## Required action
Match the string "jacket" against each line below, and copy every line that matches.

## Record set
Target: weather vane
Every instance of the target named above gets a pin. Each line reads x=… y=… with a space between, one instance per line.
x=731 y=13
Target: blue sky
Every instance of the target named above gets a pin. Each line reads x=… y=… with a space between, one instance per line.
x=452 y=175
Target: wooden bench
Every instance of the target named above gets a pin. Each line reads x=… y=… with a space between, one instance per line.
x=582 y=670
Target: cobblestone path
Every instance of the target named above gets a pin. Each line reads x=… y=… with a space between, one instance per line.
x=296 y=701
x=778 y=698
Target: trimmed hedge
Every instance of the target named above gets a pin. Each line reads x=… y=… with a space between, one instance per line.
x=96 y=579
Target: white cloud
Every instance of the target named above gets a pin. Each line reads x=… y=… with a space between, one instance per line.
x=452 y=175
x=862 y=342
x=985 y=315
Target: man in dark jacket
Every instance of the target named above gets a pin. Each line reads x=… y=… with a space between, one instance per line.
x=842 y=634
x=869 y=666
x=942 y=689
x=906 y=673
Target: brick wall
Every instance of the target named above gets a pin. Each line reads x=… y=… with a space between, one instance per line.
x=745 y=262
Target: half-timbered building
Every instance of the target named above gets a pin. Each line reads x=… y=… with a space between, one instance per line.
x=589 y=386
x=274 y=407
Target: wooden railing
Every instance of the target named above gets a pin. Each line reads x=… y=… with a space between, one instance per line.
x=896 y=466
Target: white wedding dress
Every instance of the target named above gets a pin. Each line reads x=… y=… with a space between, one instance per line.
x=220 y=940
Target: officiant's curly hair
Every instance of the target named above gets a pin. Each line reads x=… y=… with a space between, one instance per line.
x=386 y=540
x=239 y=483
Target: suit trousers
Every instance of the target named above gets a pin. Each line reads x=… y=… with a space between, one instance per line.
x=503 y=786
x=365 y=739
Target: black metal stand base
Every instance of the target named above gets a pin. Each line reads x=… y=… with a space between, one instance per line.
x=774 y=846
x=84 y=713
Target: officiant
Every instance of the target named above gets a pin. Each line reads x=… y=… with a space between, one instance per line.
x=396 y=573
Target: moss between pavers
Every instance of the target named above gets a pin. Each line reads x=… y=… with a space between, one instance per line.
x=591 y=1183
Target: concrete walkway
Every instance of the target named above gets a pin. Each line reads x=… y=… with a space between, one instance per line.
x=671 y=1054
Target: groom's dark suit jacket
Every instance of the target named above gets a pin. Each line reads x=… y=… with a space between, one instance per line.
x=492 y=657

## Task output
Target: man in dark jacket
Target: groom's dark suit jacket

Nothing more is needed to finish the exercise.